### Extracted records
☆ ☆ ☆

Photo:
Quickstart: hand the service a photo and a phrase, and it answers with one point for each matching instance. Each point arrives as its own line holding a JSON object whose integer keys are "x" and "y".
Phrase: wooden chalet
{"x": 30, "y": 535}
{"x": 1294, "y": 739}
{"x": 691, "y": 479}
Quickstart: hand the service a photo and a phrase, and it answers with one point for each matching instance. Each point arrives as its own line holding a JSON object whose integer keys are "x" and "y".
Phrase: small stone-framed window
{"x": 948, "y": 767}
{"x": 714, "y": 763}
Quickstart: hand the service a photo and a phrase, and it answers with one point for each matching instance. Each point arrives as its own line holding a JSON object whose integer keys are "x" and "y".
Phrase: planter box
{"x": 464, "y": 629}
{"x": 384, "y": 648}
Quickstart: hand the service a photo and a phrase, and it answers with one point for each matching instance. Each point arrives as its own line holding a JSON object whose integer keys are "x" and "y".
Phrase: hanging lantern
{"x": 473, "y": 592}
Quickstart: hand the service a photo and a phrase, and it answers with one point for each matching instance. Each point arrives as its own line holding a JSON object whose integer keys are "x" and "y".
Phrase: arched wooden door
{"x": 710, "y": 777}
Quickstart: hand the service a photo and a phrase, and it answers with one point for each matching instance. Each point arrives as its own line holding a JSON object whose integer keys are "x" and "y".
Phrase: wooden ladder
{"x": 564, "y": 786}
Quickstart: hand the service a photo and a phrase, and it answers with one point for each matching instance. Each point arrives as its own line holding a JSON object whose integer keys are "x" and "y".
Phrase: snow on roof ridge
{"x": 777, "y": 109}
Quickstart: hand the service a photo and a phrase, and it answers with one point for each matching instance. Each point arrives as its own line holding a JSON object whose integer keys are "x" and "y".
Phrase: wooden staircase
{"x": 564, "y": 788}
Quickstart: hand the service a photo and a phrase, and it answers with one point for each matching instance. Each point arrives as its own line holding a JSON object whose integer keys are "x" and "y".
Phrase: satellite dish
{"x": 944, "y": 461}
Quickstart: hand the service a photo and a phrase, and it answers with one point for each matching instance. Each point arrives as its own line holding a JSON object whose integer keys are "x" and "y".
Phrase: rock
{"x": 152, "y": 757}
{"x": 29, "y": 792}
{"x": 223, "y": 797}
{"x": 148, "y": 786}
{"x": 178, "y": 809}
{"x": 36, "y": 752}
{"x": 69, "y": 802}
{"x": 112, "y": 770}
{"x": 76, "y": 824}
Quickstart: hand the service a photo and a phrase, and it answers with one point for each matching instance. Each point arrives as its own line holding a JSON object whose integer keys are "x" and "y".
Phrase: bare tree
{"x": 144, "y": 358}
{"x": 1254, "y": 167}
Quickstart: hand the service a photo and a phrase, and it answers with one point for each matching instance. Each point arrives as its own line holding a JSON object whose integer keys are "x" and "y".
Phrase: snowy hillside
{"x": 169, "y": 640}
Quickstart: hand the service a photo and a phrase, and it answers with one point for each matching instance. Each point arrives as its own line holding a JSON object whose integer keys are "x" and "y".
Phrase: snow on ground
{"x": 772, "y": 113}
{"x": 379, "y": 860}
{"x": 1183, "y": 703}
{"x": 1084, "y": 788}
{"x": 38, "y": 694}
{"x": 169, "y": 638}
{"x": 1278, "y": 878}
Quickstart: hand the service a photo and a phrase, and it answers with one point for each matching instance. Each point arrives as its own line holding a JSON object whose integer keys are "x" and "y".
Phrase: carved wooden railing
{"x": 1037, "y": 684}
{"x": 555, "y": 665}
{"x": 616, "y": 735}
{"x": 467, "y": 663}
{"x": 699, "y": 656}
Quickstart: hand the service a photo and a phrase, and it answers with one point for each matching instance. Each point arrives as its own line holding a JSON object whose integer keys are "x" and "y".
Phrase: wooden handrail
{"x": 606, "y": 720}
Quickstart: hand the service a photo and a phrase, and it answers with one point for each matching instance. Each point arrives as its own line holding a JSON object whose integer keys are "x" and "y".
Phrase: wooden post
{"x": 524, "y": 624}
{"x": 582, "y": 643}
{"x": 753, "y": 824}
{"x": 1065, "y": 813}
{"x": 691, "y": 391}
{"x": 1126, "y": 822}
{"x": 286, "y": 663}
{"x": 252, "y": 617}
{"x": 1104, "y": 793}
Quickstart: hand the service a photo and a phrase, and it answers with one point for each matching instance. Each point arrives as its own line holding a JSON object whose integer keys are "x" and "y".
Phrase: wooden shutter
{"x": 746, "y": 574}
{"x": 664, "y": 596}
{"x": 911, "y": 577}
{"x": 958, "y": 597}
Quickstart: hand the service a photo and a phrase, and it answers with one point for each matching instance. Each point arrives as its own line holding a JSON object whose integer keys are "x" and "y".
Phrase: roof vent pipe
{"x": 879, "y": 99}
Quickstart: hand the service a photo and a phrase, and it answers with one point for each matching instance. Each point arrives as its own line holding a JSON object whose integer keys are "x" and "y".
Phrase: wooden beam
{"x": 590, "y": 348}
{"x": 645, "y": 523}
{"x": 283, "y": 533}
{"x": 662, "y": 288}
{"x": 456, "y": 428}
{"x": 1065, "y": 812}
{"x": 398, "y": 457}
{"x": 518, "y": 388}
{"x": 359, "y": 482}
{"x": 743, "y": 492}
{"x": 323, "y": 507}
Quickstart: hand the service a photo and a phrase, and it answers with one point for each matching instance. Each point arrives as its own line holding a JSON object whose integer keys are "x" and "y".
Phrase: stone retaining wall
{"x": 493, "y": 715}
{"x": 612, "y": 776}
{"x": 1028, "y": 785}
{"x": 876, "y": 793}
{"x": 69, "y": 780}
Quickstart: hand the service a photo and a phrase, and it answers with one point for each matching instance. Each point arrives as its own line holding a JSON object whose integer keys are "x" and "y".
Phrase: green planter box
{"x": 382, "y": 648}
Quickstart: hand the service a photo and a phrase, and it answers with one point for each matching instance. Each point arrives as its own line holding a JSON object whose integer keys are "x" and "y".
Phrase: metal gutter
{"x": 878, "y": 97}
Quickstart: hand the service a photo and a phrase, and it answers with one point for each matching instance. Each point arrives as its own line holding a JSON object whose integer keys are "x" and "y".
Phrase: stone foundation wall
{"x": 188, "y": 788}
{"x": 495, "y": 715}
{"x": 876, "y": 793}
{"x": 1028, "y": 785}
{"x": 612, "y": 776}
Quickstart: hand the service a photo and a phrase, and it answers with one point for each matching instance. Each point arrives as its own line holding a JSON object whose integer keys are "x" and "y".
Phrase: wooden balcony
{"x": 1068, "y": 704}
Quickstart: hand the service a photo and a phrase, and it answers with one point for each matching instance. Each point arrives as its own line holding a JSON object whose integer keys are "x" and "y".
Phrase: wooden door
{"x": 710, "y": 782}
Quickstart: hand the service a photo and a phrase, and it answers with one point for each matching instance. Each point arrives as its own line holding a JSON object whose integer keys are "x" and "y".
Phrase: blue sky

☆ ☆ ☆

### Task requirements
Output the entries verbatim.

### Solution to this problem
Photo:
Quickstart: hand the service a photo and a phrase, and it answers with one point for each matching instance. Each point arrives as its own line holding a JSON object whose integer keys are "x" and "y".
Phrase: wooden chalet
{"x": 30, "y": 535}
{"x": 1294, "y": 739}
{"x": 691, "y": 479}
Quickstart: hand the service a photo and a phrase, and it answers with one point for each matching instance. Each point arrives as its own line holding a JSON object whose integer keys are "x" and "y".
Phrase: small stone-framed window
{"x": 948, "y": 767}
{"x": 714, "y": 763}
Quickstart: hand the service a photo and a phrase, and it answers with one point for each matching instance. Each point arrives as its own line holding a JSON object whose integer keys are "x" and "y".
Phrase: planter box
{"x": 464, "y": 629}
{"x": 384, "y": 648}
Quickstart: hand the service a photo and a phrase, and it answers with one point for each matching instance. Each point arrives as its own line holding a JSON object whose integer keys are "x" and "y".
Phrase: hanging lantern
{"x": 473, "y": 592}
Quickstart: hand the service a photo and a phrase, and it answers with one point for each matching instance. Each point arrives as its own line holding a JSON object whose integer keys are "x" and "y".
Phrase: arched wooden door
{"x": 710, "y": 777}
Quickstart: hand the service a photo and a phrase, and it answers with one point for each matching instance. Each point arrives as its own line holding a JSON object whose integer keys are "x" and "y".
Phrase: wooden ladder
{"x": 564, "y": 786}
Quickstart: hand the service a photo and a phrase, and it answers with one point for each matching instance. Each point arrives as its own line holding a JSON object whose integer keys are "x" and "y".
Phrase: snow on roof ridge
{"x": 777, "y": 109}
Quickstart: hand the service a photo and a phrase, and it answers with one point for each matching instance. Each point arrives as its own line holding a JSON object whose integer keys are "x" and "y".
Phrase: wooden staircase
{"x": 564, "y": 788}
Quickstart: hand the service a photo and a phrase, and it answers with one point for each matching instance. Each point arrives as its own line holding a JSON object whose integer keys are "x" and "y".
Phrase: satellite dish
{"x": 944, "y": 461}
Quickstart: hand the service a photo and a phrase, and it answers with one point for each matching instance. Each point arrives as its own line holding a JSON object whose integer keys are "x" and "y".
Phrase: rock
{"x": 152, "y": 757}
{"x": 29, "y": 792}
{"x": 223, "y": 797}
{"x": 148, "y": 786}
{"x": 178, "y": 809}
{"x": 36, "y": 752}
{"x": 69, "y": 802}
{"x": 112, "y": 770}
{"x": 76, "y": 824}
Quickstart: hand the service a photo and a phrase, and it answers with one point for each matching instance. Each point arrives as its own line holding a JSON object whose integer keys are "x" and "y".
Phrase: bare tree
{"x": 144, "y": 358}
{"x": 1254, "y": 167}
Quickstart: hand the service a photo and a phrase, and it answers with one point for each matching instance. Each point arrives as its own line holding a JSON object whose integer keys are "x" and "y".
Phrase: snowy hillside
{"x": 169, "y": 640}
Quickstart: hand the service a photo and a phrase, and it answers with one point for each matching instance. Each point arrives as its own line holding a JSON object whose integer keys are "x" and "y".
Phrase: snow on ground
{"x": 772, "y": 113}
{"x": 379, "y": 860}
{"x": 1183, "y": 703}
{"x": 1084, "y": 788}
{"x": 38, "y": 694}
{"x": 169, "y": 638}
{"x": 1278, "y": 878}
Quickstart: hand the service a photo and a phrase, and it answers with one point for each matching instance. Each point arrives as its own line holding a JSON object whose integer keys are "x" and "y".
Phrase: carved wooden railing
{"x": 1037, "y": 684}
{"x": 555, "y": 665}
{"x": 616, "y": 735}
{"x": 467, "y": 663}
{"x": 699, "y": 656}
Quickstart: hand the service a photo and a phrase, and it answers with one point for each matching instance. Each point arrives as its own line holding a JSON object whose integer keys are "x" and "y".
Phrase: wooden handrail
{"x": 606, "y": 720}
Quickstart: hand the service a photo and a phrase, and it answers with one point for each matching instance. Each point arrives as its own line holding a JSON object whose integer keys are "x" and "y".
Phrase: wooden post
{"x": 524, "y": 624}
{"x": 582, "y": 643}
{"x": 753, "y": 824}
{"x": 1065, "y": 813}
{"x": 691, "y": 391}
{"x": 1126, "y": 822}
{"x": 286, "y": 663}
{"x": 252, "y": 617}
{"x": 1104, "y": 793}
Quickstart: hand the service a photo and a phrase, and it answers with one point for each matching instance. Each point arrives as its own line holding a JSON object whose integer keys are "x" and "y".
Phrase: wooden shutter
{"x": 746, "y": 574}
{"x": 664, "y": 596}
{"x": 911, "y": 577}
{"x": 958, "y": 597}
Quickstart: hand the service a photo and a phrase, and it answers with one point for each matching instance. Each point arrives as its own line holding a JSON object whose integer keys are "x" and "y".
Phrase: roof vent pipe
{"x": 879, "y": 99}
Quickstart: hand the service a photo and a phrase, and it answers with one point for each matching instance. Each point arrives as its own line holding a JSON object whose integer keys are "x" and "y".
Phrase: wooden beam
{"x": 590, "y": 348}
{"x": 645, "y": 523}
{"x": 283, "y": 533}
{"x": 662, "y": 288}
{"x": 456, "y": 428}
{"x": 1065, "y": 812}
{"x": 398, "y": 457}
{"x": 518, "y": 388}
{"x": 359, "y": 482}
{"x": 743, "y": 492}
{"x": 323, "y": 507}
Quickstart: hand the service a photo and a phrase, and it answers with one point for each matching instance. Each point arrives as its own line holding a JSON object whose integer keys are "x" and "y".
Phrase: stone retaining wall
{"x": 493, "y": 715}
{"x": 612, "y": 776}
{"x": 1028, "y": 785}
{"x": 876, "y": 793}
{"x": 69, "y": 780}
Quickstart: hand the service a photo and a phrase, and it answers with one point for each matching instance. Each point arrives as its own line holding a JSON object whose integer keys are "x" and "y".
Phrase: green planter box
{"x": 382, "y": 648}
Quickstart: hand the service a photo and a phrase, and it answers with one point for each matching instance. Each point arrives as its own line holding a JSON object whose integer keys are "x" and "y".
Phrase: metal gutter
{"x": 878, "y": 97}
Quickstart: hand the service a photo and a phrase, and it answers with one point for each matching instance. Each point arrives as its own line holding a JSON object whose integer keys are "x" and "y".
Phrase: stone foundation wall
{"x": 188, "y": 788}
{"x": 495, "y": 715}
{"x": 876, "y": 793}
{"x": 1028, "y": 785}
{"x": 612, "y": 776}
Quickstart: hand the service a photo and a phrase, and it answers with one point for each matching instance. Each point arrives as its own line holding a JSON object whose integer keys are "x" and "y".
Phrase: wooden balcony
{"x": 1068, "y": 704}
Quickstart: hand the service a photo and a phrase, and it answers with one point for each matching instance. Each point arrives as its own line holding a JSON object whose integer keys are "x" and "y".
Phrase: wooden door
{"x": 710, "y": 782}
Quickstart: hand the service a photo and a phrase, and it answers with one point for each matching instance. Each point arrives as its own line holding a JSON object whose integer keys are "x" and "y".
Phrase: blue sky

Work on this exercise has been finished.